*GESELECTEERD FRAGMENT:*
“An adventure 30 years in the making”. Bijna 30 jaar geleden kwam Tron uit, een film over een man die gevangen raakt in een computer. De film was een bescheiden succes en valt vooral op door de gedateerde special effects, maar aangezien nostalgie alles beter maakt, werd besloten een vervolg op de film te maken.
Geleidelijk aan werd duidelijk dat het hier niet een vervolg betrof, maar meer een herinterpretatie. Maar de eerste signalen waren goed: Daft Punk werd gevraagd voor de soundtrack, Jeff Bridges bleek de rol van Flynn Sr. te gaan spelen (hetgeen hij ook deed in de oorspronkelijke Tron-verfilming), en internet ontplofte toen de eerste foto’s van Olivia Wilde als Quorra opdoken. Afgelopen weekend ging de film in een groot deel van de wereld in première, en wij gingen kijken of het eindproduct alle hype waard was.
Tron gaat over Sam Flynn (Garrett Hedlund), zoon van geniale vroege computer-pionier Kevin Flynn (Jeff Bridges). Zijn vader verdween eind jaren 80, een mysterie dat nooit is opgelost. Op een dag krijgt een oud-collega van Sam’s vader (Alan Bradley, gespeeld door Bruce Boxleitner, die dezelfde rol speelde in de eerste Tron-film) een bericht uit de oude speelhal van Flynn Sr., vanaf een telefoonnummer dat al twintig jaar is afgesloten. Sam gaat in de hal op onderzoek uit, en vindt achter de oude Tron-arcade een laboratorium met de computer van zijn vader, die hem naar binnen trekt naar The Grid, de omgeving waarin Flynn Sr al twintig jaar vast blijkt te zitten.

Vastgelegde gegevens
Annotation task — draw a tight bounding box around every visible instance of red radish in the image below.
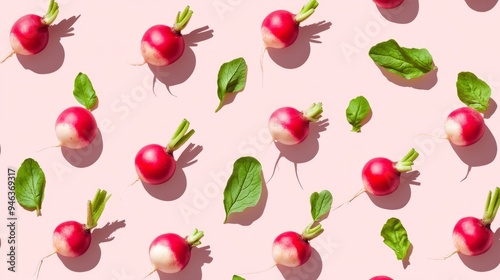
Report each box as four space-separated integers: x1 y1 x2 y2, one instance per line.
373 0 404 9
143 229 204 279
56 106 98 149
135 119 194 185
2 0 59 62
268 103 323 145
444 107 486 146
140 6 193 66
445 187 500 259
335 148 419 209
37 189 111 278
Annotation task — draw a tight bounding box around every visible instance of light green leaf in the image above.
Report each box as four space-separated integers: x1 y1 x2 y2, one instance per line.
368 39 435 79
14 158 45 216
73 72 97 110
456 72 491 112
215 57 248 112
380 218 411 260
345 96 371 132
310 190 333 222
224 157 262 223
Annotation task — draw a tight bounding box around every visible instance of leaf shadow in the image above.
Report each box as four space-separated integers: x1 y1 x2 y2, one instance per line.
57 220 126 272
16 15 80 74
157 246 213 280
61 129 104 168
141 143 203 201
367 170 420 210
376 64 438 90
377 0 420 24
458 228 500 272
276 247 323 280
226 171 268 226
148 26 213 96
267 21 332 69
267 119 329 188
450 126 498 182
465 0 498 12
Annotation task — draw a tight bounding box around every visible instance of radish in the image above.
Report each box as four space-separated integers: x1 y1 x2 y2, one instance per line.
268 103 323 145
143 229 204 279
445 187 500 259
0 0 59 63
444 107 486 147
135 119 194 185
37 189 111 278
138 6 193 66
335 148 419 209
373 0 404 9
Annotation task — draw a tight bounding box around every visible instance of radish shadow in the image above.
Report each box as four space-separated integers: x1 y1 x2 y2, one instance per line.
458 228 500 272
267 21 332 69
267 119 329 189
367 170 420 210
377 64 438 90
61 129 104 168
157 246 213 280
16 15 80 74
57 220 126 272
450 126 498 181
141 143 203 201
377 0 420 24
276 247 323 280
226 172 268 226
465 0 498 12
148 26 213 96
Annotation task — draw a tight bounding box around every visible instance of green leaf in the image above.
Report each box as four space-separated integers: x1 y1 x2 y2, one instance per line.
368 39 435 79
345 96 371 132
215 57 248 112
14 158 45 216
457 72 491 112
224 157 262 223
310 190 333 222
73 72 97 110
380 218 411 260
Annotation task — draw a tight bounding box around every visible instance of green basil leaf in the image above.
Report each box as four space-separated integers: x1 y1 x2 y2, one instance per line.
310 190 333 222
14 158 45 216
345 96 371 132
224 157 262 223
215 57 248 112
380 218 411 260
73 72 97 110
457 72 491 112
368 39 435 79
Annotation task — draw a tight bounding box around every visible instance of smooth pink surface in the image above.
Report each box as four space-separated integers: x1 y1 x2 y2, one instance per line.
0 0 500 280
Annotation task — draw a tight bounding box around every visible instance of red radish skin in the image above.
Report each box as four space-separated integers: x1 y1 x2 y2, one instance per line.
268 103 323 145
373 0 404 9
444 107 486 147
55 106 98 149
134 119 194 185
2 0 59 62
139 6 193 66
143 229 204 279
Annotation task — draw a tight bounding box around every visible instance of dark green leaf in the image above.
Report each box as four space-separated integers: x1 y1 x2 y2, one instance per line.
457 72 491 112
345 96 371 132
368 39 435 79
73 72 97 110
380 218 411 260
224 157 262 223
14 158 45 216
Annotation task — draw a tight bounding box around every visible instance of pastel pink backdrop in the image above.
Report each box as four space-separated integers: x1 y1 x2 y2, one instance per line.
0 0 500 280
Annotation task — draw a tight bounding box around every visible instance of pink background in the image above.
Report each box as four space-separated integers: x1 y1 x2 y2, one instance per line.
0 0 500 280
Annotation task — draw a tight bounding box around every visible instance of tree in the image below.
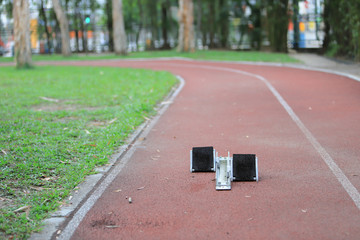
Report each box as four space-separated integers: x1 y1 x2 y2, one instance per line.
323 0 360 60
178 0 195 52
112 0 127 55
13 0 31 68
266 0 289 52
52 0 71 56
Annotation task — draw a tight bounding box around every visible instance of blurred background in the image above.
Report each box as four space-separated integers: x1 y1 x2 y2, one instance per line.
0 0 360 60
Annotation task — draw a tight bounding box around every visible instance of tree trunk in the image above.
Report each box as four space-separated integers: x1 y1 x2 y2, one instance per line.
178 0 195 52
112 0 127 55
40 0 51 54
135 0 144 51
52 0 71 56
195 0 204 46
209 0 216 48
13 0 31 68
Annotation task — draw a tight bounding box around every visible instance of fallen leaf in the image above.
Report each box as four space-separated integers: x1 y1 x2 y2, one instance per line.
40 97 60 102
14 205 31 212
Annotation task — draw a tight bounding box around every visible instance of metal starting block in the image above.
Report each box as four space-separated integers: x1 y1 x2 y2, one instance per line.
190 147 259 190
215 152 232 190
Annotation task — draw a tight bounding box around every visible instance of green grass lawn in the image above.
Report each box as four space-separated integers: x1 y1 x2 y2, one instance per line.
0 50 299 63
0 66 177 239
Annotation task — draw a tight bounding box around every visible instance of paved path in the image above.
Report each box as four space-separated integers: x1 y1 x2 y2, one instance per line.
36 60 360 239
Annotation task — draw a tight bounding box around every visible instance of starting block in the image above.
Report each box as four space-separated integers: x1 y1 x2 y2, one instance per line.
190 147 259 190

*JOUW OPDRACHT:* Geef alsjeblieft het vervolg van de tekst over de film Tron, aansluitend op de laatste zin.

*ANTWOORD OP OEFENING:*
Hij had destijds twee programma’s gemaakt om de virtuele wereld tot een digitaal utopia om te vormen, Clu (een digitaal verjongde uitvoering van Jeff Bridges) en Tron (een digitaal verjongde uitvoering van Bruce Boxleitner). Clu werd echter door zijn visie van perfectie bevangen, en bestuurt de wereld inmiddels als dictator. Flynn kon ontsnappen door een heldhaftige actie van Tron, en is daarna nooit meer gezien. Clu probeert intussen een leger te verzamelen om uit de virtuele wereld te breken, en Flynn ontfermt zich in gevangenschap over Quorra, een vluchteling die haar volk kwijtraakte na een schoningsactie van Clu. Eenmaal verenigt met zijn vader, gaat Sam Flynn op zoek naar een manier om Clu te stoppen, en om samen met Flynn Sr. en Quorra uit de virtuele wereld te ontsnappen.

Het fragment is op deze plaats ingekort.